### [Goal A]
In the photography comments, turn the paragraph beginning "This could also be viewed" into a short bulleted list that keeps its main facts.
### [Goal B]
Retype the photography comments from "More broadly, Elsa" up to and including "just one thing.".

### [Provided passage]
* * * * * * *

I took the contest results as the intersection of a couple of things: 1) the efforts of a stock photo agency, 2) an Apple marketing opportunity, and 3) a set of images showing off what an iPhone can do. My guess is that most TOP'ers' photography exists on very different axes than those. Personally, the results weren't to my taste, but then again that is true of most photography that I see, so there is really no harm in it. For my own part, I'll always click on the link and see what visual surprise is in store. Photography's current ubiquity has had many profoundly disrupting effects . . . and it isn't entirely clear to me who will be making the iconic images in this brave new world. Maybe the insane fecundity of smartphones as image making devices will mean that no one can step into the shoes of [Adams/Lange/Erwitt/Meatyard . . .fill in your own photo-hero here]. We will see.

This could also be viewed as an incentive to get lots better at post-processing. Dunno if I could make your lake picture come out right, quite possible not, but perhaps better people could. The rainbow picture I have even higher hopes for—the thing you specifically call out as failed is to me the standout feature of the version you show (the rainbows are much more than "barely" recorded!). So, maybe it doesn't match your memory in some dimension, but there is a double rainbow there.

More broadly, Elsa Dorfman was not doing work with found scenes! It's a very different kind of photography. And at the cost of those Polaroid sheets I imagine she was managing everything to an insane level to make each sheet count.

Betcha HCB had a long list of missed opportunities in his head, too; unless he found a way to force himself to forget as part of the process of moving forward.

Has taken me my whole life to realise that it is what the machine won't do that makes it an interesting machine. If you have a machine can do everything, you have a machine with which you (I) will do nothing. Very much great art has bern made by people who had a machine which would do very small number of things only: often just one thing.

I am not a photographer (I have many books of photographs which I love but I do mot make photographs seriously) so can not speak for them. I am a guitarist and I can speak at least for me. When I was younger I wanted a flexible guitar which could do many things – would have perhaps humbuckers with coil taps so it could sound a bit like a Gibson (humbuckers) and a bit like Fender (single coil). And a flexible effects setup which could do many things and have many adjustments so I could perhaps one day have Syd Barrett's echorec, and another Eddie Van Halen's 'brown sound' (OK, no, never that). And an amp with lots of knobs and lots of channels which would do all things. And I could do nothing.

* * * * * * *

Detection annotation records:
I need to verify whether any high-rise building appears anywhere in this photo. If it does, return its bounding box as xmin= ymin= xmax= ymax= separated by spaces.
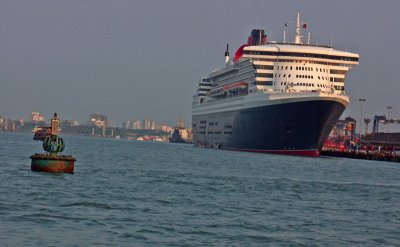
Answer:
xmin=31 ymin=112 xmax=44 ymax=123
xmin=87 ymin=113 xmax=108 ymax=128
xmin=143 ymin=119 xmax=152 ymax=130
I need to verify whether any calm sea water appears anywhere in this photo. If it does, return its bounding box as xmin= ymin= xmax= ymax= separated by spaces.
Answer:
xmin=0 ymin=132 xmax=400 ymax=246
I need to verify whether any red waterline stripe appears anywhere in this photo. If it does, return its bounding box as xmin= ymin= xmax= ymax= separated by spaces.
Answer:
xmin=222 ymin=147 xmax=319 ymax=157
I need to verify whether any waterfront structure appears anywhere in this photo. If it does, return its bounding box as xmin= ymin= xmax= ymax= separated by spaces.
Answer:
xmin=31 ymin=112 xmax=44 ymax=123
xmin=30 ymin=113 xmax=76 ymax=173
xmin=87 ymin=113 xmax=108 ymax=128
xmin=192 ymin=13 xmax=359 ymax=156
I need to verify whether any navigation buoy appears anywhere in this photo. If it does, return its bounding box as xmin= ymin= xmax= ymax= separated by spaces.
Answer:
xmin=30 ymin=113 xmax=76 ymax=173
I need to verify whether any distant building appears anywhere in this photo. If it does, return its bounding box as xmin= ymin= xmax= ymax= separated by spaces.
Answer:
xmin=87 ymin=113 xmax=108 ymax=128
xmin=143 ymin=119 xmax=152 ymax=130
xmin=31 ymin=112 xmax=44 ymax=123
xmin=329 ymin=117 xmax=357 ymax=142
xmin=62 ymin=120 xmax=79 ymax=127
xmin=122 ymin=120 xmax=142 ymax=130
xmin=160 ymin=124 xmax=172 ymax=132
xmin=133 ymin=120 xmax=142 ymax=130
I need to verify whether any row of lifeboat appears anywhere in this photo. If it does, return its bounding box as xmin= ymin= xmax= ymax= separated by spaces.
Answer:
xmin=210 ymin=81 xmax=249 ymax=96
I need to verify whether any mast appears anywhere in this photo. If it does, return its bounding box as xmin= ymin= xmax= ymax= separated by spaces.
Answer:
xmin=294 ymin=11 xmax=302 ymax=44
xmin=225 ymin=44 xmax=229 ymax=64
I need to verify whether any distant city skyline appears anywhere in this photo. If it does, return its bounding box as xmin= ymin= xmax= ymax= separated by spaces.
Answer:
xmin=0 ymin=0 xmax=400 ymax=126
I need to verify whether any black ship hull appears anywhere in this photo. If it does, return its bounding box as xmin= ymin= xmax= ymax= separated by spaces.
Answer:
xmin=193 ymin=100 xmax=346 ymax=156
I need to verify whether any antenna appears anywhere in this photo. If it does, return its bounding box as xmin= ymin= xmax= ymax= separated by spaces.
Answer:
xmin=294 ymin=11 xmax=302 ymax=44
xmin=225 ymin=44 xmax=229 ymax=64
xmin=283 ymin=29 xmax=286 ymax=43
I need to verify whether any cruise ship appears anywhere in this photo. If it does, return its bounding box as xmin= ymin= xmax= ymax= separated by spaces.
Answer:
xmin=192 ymin=12 xmax=359 ymax=156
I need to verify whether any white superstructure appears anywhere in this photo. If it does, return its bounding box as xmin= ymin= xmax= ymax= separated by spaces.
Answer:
xmin=192 ymin=13 xmax=359 ymax=155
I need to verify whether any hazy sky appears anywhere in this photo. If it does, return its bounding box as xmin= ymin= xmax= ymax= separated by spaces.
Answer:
xmin=0 ymin=0 xmax=400 ymax=126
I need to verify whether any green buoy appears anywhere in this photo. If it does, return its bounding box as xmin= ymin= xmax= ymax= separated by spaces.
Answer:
xmin=30 ymin=113 xmax=76 ymax=173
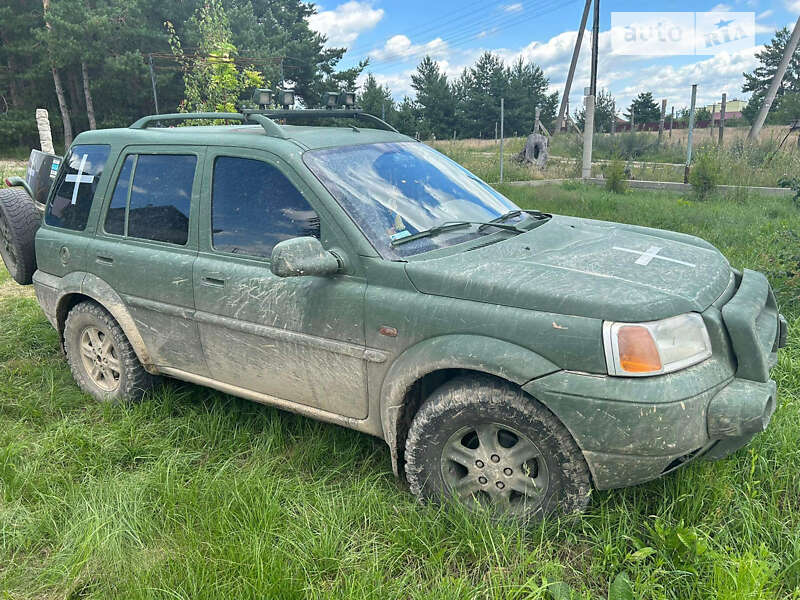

* * * * * * *

### [Task solution A]
- This could be viewed as an incentive to get much better at post-processing.
- The writer isn't sure they could make the lake picture come out right, but better people perhaps could.
- The writer has even higher hopes for the rainbow picture.
- What the photographer calls out as failed is, to the writer, the standout feature of the version shown. The rainbows are much more than "barely" recorded.
- It may not match the photographer's memory in some dimension, but there is a double rainbow there.

### [Task solution B]
More broadly, Elsa Dorfman was not doing work with found scenes! It's a very different kind of photography. And at the cost of those Polaroid sheets I imagine she was managing everything to an insane level to make each sheet count.

Betcha HCB had a long list of missed opportunities in his head, too; unless he found a way to force himself to forget as part of the process of moving forward.

Has taken me my whole life to realise that it is what the machine won't do that makes it an interesting machine. If you have a machine can do everything, you have a machine with which you (I) will do nothing. Very much great art has bern made by people who had a machine which would do very small number of things only: often just one thing.